*Task details*
Can you reproduce all of the records below with "separate parts" swapped for "distinct pieces" wherever it occurs, changing nothing else?

*Task material*
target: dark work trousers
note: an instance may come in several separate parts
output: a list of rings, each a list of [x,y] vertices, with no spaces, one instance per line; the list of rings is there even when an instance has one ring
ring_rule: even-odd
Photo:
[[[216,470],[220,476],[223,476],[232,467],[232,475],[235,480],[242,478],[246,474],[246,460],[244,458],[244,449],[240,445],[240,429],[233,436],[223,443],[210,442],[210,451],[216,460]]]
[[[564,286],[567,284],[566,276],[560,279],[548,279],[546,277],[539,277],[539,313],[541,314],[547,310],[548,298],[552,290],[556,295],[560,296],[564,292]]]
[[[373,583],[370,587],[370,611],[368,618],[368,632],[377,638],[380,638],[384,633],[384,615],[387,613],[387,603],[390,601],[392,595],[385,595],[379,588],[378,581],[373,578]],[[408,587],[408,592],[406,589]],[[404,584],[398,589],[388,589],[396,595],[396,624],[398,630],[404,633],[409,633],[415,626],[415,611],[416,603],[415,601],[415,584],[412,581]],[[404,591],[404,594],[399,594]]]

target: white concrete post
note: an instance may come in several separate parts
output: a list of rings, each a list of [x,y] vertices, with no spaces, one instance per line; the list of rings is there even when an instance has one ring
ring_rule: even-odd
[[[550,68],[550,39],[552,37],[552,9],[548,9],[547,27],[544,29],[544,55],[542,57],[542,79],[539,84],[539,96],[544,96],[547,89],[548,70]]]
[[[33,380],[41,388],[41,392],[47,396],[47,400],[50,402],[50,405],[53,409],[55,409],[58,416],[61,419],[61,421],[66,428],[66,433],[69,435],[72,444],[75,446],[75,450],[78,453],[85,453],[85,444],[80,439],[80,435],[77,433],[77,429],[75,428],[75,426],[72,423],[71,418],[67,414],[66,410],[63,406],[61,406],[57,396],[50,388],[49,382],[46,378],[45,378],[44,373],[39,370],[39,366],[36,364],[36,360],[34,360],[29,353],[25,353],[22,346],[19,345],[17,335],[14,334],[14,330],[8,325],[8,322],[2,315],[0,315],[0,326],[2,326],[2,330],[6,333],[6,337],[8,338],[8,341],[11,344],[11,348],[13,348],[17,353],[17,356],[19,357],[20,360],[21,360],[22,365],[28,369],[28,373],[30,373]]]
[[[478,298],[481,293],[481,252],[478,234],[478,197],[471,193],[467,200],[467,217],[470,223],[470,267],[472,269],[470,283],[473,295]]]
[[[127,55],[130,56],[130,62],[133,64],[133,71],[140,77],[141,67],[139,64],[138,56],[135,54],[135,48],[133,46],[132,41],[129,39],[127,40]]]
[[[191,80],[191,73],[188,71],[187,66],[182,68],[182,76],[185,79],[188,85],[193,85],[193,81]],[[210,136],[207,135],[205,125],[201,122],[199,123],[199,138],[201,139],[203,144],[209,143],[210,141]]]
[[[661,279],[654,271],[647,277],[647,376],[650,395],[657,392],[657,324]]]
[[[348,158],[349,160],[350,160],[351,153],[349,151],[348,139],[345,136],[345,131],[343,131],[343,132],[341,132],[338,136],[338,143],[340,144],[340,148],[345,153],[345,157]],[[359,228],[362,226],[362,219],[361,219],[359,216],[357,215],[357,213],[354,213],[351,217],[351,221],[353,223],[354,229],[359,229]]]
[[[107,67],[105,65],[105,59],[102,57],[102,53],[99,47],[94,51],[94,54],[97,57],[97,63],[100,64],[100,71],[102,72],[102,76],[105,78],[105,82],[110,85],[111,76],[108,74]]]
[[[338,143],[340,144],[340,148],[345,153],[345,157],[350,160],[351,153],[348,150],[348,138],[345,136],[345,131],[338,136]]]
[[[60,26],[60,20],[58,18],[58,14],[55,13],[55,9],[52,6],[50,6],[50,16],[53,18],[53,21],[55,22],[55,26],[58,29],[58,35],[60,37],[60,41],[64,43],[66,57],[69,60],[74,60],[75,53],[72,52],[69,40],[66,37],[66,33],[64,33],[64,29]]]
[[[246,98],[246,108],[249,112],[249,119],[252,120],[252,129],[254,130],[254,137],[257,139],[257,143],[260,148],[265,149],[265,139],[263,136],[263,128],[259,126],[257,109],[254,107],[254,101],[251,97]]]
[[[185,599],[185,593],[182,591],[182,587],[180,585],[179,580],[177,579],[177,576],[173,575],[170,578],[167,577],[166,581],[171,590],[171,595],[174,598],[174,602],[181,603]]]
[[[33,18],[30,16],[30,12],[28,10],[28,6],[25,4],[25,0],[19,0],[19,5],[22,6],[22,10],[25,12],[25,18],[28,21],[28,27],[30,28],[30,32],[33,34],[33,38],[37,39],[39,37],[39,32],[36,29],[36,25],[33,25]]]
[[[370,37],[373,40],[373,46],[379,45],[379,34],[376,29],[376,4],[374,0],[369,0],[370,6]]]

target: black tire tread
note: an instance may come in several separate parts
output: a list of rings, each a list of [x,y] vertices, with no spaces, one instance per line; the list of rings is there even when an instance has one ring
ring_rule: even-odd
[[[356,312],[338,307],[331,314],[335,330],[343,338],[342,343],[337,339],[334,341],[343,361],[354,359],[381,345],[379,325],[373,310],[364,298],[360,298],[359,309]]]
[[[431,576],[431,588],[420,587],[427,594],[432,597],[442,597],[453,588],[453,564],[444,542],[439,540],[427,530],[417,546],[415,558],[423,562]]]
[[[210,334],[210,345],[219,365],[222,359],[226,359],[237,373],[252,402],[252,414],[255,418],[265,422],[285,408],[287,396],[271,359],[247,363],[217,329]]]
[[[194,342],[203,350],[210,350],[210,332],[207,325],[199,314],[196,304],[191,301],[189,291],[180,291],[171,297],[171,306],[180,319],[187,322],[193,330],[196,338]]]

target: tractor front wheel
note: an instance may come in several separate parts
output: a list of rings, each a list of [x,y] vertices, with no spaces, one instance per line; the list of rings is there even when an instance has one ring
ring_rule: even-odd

*Task response*
target: dark work trousers
note: an instance may come in several distinct pieces
output: a list of rings, each a list of [x,y] vertices, with no spaces, one instance per line; the list of rings is there even when an instance has one ring
ring_rule: even-odd
Photo:
[[[216,470],[220,476],[223,476],[232,467],[232,475],[235,480],[242,478],[246,474],[246,460],[244,458],[244,449],[240,445],[240,429],[233,436],[223,443],[210,442],[210,451],[216,460]]]
[[[564,286],[567,284],[566,276],[560,279],[548,279],[546,277],[539,277],[539,313],[541,314],[547,310],[548,298],[552,290],[556,295],[560,296],[564,292]]]
[[[373,583],[370,587],[370,611],[368,618],[368,632],[377,638],[380,638],[384,633],[384,615],[387,613],[387,603],[390,601],[392,595],[385,595],[379,588],[378,581],[373,578]],[[408,587],[408,592],[406,589]],[[404,584],[398,589],[388,589],[396,595],[396,624],[398,630],[404,633],[409,633],[415,626],[415,611],[416,603],[415,601],[415,584],[412,581]],[[404,591],[404,594],[399,594]]]

target: white concrete post
note: an instance may come in several distinct pieces
output: a list of rings, each a list of [x,y] vertices, with no spaces, one instance per line; the list of rings is there even when an instance has one ring
ring_rule: even-odd
[[[550,68],[550,39],[552,37],[552,9],[548,9],[547,27],[544,29],[544,55],[542,57],[542,79],[539,84],[539,96],[544,96],[547,89],[548,70]]]
[[[33,380],[41,388],[41,392],[47,396],[47,400],[50,402],[50,405],[53,409],[55,409],[58,416],[61,419],[61,421],[66,428],[66,433],[69,435],[72,444],[75,446],[75,450],[78,453],[85,453],[85,444],[80,439],[80,435],[77,433],[77,429],[75,428],[75,426],[72,423],[71,418],[67,414],[66,410],[63,406],[61,406],[57,396],[50,388],[49,382],[46,378],[45,378],[44,373],[39,370],[39,366],[36,364],[36,360],[34,360],[29,353],[25,353],[22,346],[19,345],[17,335],[14,334],[14,330],[8,325],[8,322],[2,315],[0,315],[0,326],[2,326],[2,330],[6,333],[6,337],[8,338],[8,341],[11,344],[11,348],[13,348],[17,353],[17,356],[19,357],[20,360],[21,360],[22,365],[28,369],[28,373],[30,373]]]
[[[478,298],[481,293],[481,252],[478,234],[478,197],[471,193],[467,200],[467,217],[470,223],[470,267],[472,269],[470,283],[473,295]]]
[[[127,55],[130,56],[130,62],[133,64],[133,71],[140,77],[141,67],[139,64],[138,56],[135,54],[135,48],[133,46],[132,41],[129,39],[127,40]]]
[[[191,80],[191,73],[188,71],[187,66],[182,68],[182,76],[185,79],[188,85],[193,85],[193,81]],[[210,136],[207,135],[205,125],[201,122],[199,123],[199,138],[201,139],[203,144],[209,143],[210,141]]]
[[[661,279],[654,271],[647,277],[647,376],[650,395],[657,392],[657,324]]]
[[[348,158],[349,160],[350,160],[351,153],[349,151],[348,139],[345,136],[345,131],[343,131],[343,132],[341,132],[338,136],[338,143],[340,144],[340,148],[345,153],[345,157]],[[359,228],[362,226],[362,219],[361,219],[359,216],[357,215],[357,213],[354,213],[351,217],[351,221],[353,223],[354,229],[359,229]]]
[[[107,67],[105,65],[105,59],[102,57],[102,53],[99,47],[94,51],[94,54],[97,57],[97,63],[100,64],[100,71],[102,72],[102,76],[105,78],[105,82],[110,85],[111,76],[108,74]]]
[[[338,143],[340,144],[340,148],[345,153],[345,157],[350,160],[351,153],[348,150],[348,138],[345,136],[345,131],[338,136]]]
[[[60,26],[60,20],[58,18],[58,14],[55,13],[55,9],[52,6],[50,6],[50,16],[53,18],[53,21],[55,22],[55,26],[58,29],[58,35],[60,37],[60,41],[64,43],[66,57],[69,60],[74,60],[75,53],[72,52],[69,40],[66,37],[66,33],[64,33],[64,29]]]
[[[246,98],[246,108],[249,112],[249,119],[252,120],[252,129],[254,130],[254,137],[257,139],[257,143],[260,148],[265,149],[265,139],[263,136],[263,128],[259,126],[257,109],[254,107],[254,101],[251,97]]]
[[[185,599],[185,593],[182,591],[182,587],[180,585],[179,580],[177,579],[177,576],[173,575],[170,578],[167,577],[166,581],[171,590],[171,595],[174,598],[174,602],[181,603]]]
[[[33,18],[30,16],[30,12],[28,10],[28,6],[25,4],[25,0],[19,0],[19,5],[22,6],[22,10],[25,12],[25,18],[28,21],[28,27],[30,28],[30,32],[33,34],[33,38],[37,39],[39,37],[39,32],[36,29],[36,25],[33,25]]]
[[[370,37],[373,40],[373,46],[379,45],[379,34],[376,29],[376,4],[374,0],[369,0],[370,6]]]

target: black tire tread
note: an instance may come in several distinct pieces
output: a list of rings, each a list of [x,y] vertices, with no spaces, one instance per line; the list of rings is there even when an instance has one ring
ring_rule: even-odd
[[[356,312],[338,307],[331,314],[335,330],[343,338],[342,343],[337,339],[334,341],[343,361],[354,359],[381,345],[379,325],[373,310],[364,298],[360,298],[359,309]]]
[[[431,576],[431,588],[420,587],[427,594],[432,597],[442,597],[453,588],[453,564],[444,542],[439,540],[427,530],[417,546],[415,558],[423,562]]]
[[[210,334],[210,345],[219,365],[222,359],[226,359],[237,373],[252,402],[252,414],[255,418],[265,422],[285,408],[287,396],[271,359],[247,363],[217,329]]]
[[[194,342],[203,350],[210,350],[210,332],[207,325],[199,314],[196,304],[191,301],[189,291],[180,291],[171,297],[171,306],[180,319],[187,322],[193,330],[196,338]]]

target: tractor front wheel
note: an instance may come in several distinct pieces
output: a list of rings, each a list of [x,y] vertices, with no spaces, one instance per line; the list of rings is there even when an instance has one ring
ring_rule: even-odd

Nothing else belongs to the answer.